_THE PROBLEM_
Extend the passage on revoked federal research grants, starting after its final sentence.

==== EXTRACT PROVIDED

More than $3.4 million was stripped from the University of California at San Francisco, which had been awarded the funds by the National Institute on Aging for the research project “Asian Americans & Racism: Individual and Structural Experiences (ARISE),” which proposed studying the prevalence of racism affecting 1,500 Asian-American senior citizens.
“The scientific promise of ARISE is timely and necessary, particularly since the COVID-19 pandemic has exposed and exacerbated anti-Asian racism,” the researchers said.
The topics of the affected studies ranged from the mundane to zany.
Nearly $208,000 in reclaimed grant money was meant for the University of Washington for a study on “Adapting an Intervention to Reduce Intersectional Stigmas among Indigenous Sexual Minority Men and Traditional Healers in Mesoamerica,” funded by the National Institute of Health’s Fogarty International Center.

========
==== PROVIDED DATA

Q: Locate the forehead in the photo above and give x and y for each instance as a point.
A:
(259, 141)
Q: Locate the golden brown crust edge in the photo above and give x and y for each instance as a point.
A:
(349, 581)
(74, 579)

========

_RESPONSE TO THE TASK_
One researcher’s CV says a goal was to “address intersectional stigmas experienced by Indigenous [gay and bisexual men] in Guatemala [with a goal of] increasing HIV testing, PrEP uptake, PrEP/ART adherence, and decreasing experiences of stigma and discrimination.”
The researchers did not immediately respond to an inquiry seeking information on the traditional healers component of the study.
Another $576,000 was retracted from Loyola Marymount University’s study of the “Feasibility and Effectiveness of Gamified Digital Intervention to Prevent Alcohol and Mental Health Risks.”
The National Institute of Alcohol Abuse and Alcoholism had given about $3.2 million in two different grants to the same researcher, according to a 2023 release from the university, the largest tranche for a study on the “Feasibility and Effectiveness of Gamified Digital Intervention to Prevent Alcohol and Mental Health Risks among Sexual Minority Women.”
Boston Medical Center, meanwhile, was zeroed out after being due $31,691 for research “[a]ssessing the burden of dementia in transgender populations.”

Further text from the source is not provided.